It arouses our senses of sight, hearing, and taste. Keats creates a vivid, morbid picture with “I saw their starved lips in the gloam, with horrid warning gaping wide. ” We can almost hear the fairy's mystical voice in this line “She looked at me and she did love, and made sweet moan. ” Keats even tempts us with delicious wild food “She found me roots of relish sweet, and honey wild, and manna dew. ” This makes us wonder if the knight really was dreaming, because everything he experienced was so graphic and clear. There is not obvious usage of figurative language such as smilies, metaphors, and personification.

The line “on thy cheek a fading rose fast withereth too” could refer to more that one thing. Keats could be comparing the rose to the color of the knights cheeks, and because it is cold outside he is growing pale. Another way you could look at it is that the knight is dying, and the color fading from his cheeks is the last bit of life he has left. Or, he could be disheartened and so his happiness isn't reflecting on his face. In a way Keats is comparing a rose to something, so in a roundabout way this could be considered a metaphor.

— WHAT YOU NEED TO DO —
• a. Please reproduce the passage on Keats's poem word for word, between "It arouses our" and "metaphors, and personification.", inclusive.
• b. Continue the passage on Keats's poem from its final sentence onward.

— RECORD SET —
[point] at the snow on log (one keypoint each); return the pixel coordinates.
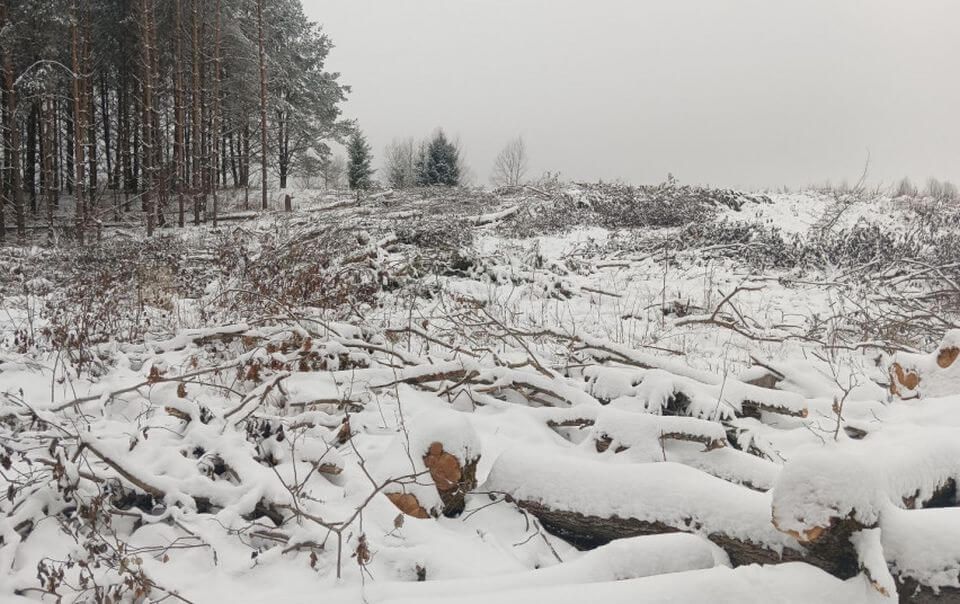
(622, 430)
(619, 560)
(927, 375)
(820, 488)
(922, 548)
(710, 397)
(590, 503)
(797, 583)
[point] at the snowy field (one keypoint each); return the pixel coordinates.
(566, 394)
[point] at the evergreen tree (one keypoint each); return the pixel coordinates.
(439, 162)
(359, 170)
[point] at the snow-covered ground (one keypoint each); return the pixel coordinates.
(562, 414)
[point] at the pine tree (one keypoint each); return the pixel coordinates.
(439, 163)
(359, 171)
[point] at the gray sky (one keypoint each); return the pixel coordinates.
(750, 93)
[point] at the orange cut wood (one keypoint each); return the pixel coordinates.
(408, 504)
(444, 468)
(947, 356)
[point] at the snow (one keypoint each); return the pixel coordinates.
(667, 492)
(547, 346)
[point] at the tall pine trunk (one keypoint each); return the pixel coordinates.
(263, 107)
(217, 126)
(79, 108)
(11, 137)
(179, 148)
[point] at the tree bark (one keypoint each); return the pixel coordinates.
(79, 108)
(217, 126)
(263, 107)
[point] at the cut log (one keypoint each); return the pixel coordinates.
(589, 503)
(452, 478)
(927, 375)
(443, 445)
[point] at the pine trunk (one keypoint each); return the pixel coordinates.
(79, 108)
(263, 107)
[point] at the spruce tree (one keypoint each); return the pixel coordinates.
(359, 171)
(439, 163)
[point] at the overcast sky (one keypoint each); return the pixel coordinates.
(749, 93)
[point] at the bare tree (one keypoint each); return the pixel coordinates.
(511, 166)
(400, 159)
(332, 170)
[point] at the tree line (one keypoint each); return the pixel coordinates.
(157, 106)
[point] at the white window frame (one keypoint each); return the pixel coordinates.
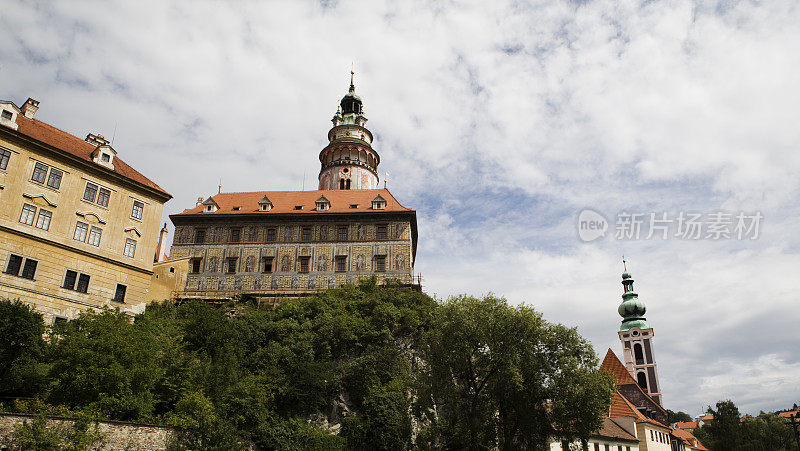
(28, 214)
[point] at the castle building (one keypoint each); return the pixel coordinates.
(268, 244)
(79, 227)
(636, 336)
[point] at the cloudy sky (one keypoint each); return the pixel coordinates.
(499, 122)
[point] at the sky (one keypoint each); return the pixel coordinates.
(499, 123)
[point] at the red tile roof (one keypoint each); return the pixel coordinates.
(688, 439)
(73, 145)
(286, 201)
(613, 365)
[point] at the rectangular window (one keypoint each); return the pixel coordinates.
(266, 264)
(130, 248)
(43, 221)
(29, 269)
(138, 208)
(119, 294)
(83, 283)
(54, 181)
(28, 214)
(90, 192)
(39, 172)
(5, 155)
(341, 263)
(94, 236)
(81, 228)
(14, 264)
(102, 197)
(69, 280)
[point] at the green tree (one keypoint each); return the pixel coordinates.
(723, 433)
(22, 371)
(500, 376)
(103, 362)
(674, 417)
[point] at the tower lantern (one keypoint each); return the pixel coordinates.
(348, 161)
(636, 336)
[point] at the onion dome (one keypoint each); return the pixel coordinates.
(632, 309)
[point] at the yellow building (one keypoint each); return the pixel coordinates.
(79, 228)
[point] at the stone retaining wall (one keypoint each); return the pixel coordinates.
(113, 434)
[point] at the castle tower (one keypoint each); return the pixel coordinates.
(636, 336)
(348, 161)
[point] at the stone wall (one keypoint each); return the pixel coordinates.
(113, 434)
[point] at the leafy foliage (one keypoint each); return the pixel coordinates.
(727, 431)
(502, 376)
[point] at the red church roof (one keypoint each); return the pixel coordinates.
(341, 201)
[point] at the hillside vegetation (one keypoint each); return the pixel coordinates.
(359, 367)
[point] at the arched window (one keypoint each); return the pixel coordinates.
(637, 354)
(642, 379)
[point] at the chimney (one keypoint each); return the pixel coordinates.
(161, 248)
(97, 140)
(29, 108)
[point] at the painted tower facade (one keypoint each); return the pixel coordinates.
(348, 161)
(636, 336)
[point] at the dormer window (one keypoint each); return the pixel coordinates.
(379, 203)
(264, 204)
(323, 204)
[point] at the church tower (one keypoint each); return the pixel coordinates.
(348, 161)
(636, 336)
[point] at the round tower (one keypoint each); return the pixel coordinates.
(348, 161)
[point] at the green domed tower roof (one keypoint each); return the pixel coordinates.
(632, 309)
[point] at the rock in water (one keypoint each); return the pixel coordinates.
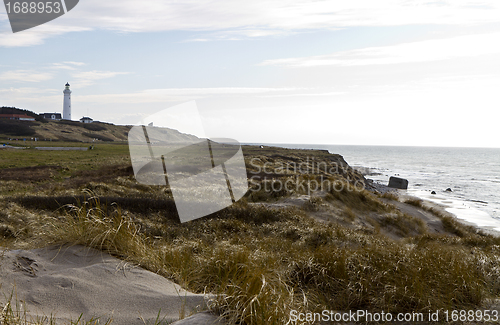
(397, 182)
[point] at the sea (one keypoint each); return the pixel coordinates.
(472, 174)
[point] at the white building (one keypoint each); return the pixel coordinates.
(67, 103)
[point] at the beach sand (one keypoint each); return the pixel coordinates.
(67, 281)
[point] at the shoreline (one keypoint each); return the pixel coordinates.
(432, 201)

— THE RESULTS —
• a.
It arouses our senses of sight, hearing, and taste. Keats creates a vivid, morbid picture with “I saw their starved lips in the gloam, with horrid warning gaping wide. ” We can almost hear the fairy's mystical voice in this line “She looked at me and she did love, and made sweet moan. ” Keats even tempts us with delicious wild food “She found me roots of relish sweet, and honey wild, and manna dew. ” This makes us wonder if the knight really was dreaming, because everything he experienced was so graphic and clear. There is not obvious usage of figurative language such as smilies, metaphors, and personification.

• b.
La Belle Dame Sans Merci” by John Keats is a fantastical poem which takes the reader into another realm. One cannot be sure if the knight has really met the fairy before, or

if he is merely dreaming. Though this poem seems plain and easily understood at first, we are stuck deeply in muddled enjoyment by the time we are halfway through it. This short mysterious romance leaves us thinking, wondering, and longing for more by the time it ends.

When we finish reading the poem, we like the knight, find ourselves wanting to return to that sweet resting place of the fairy.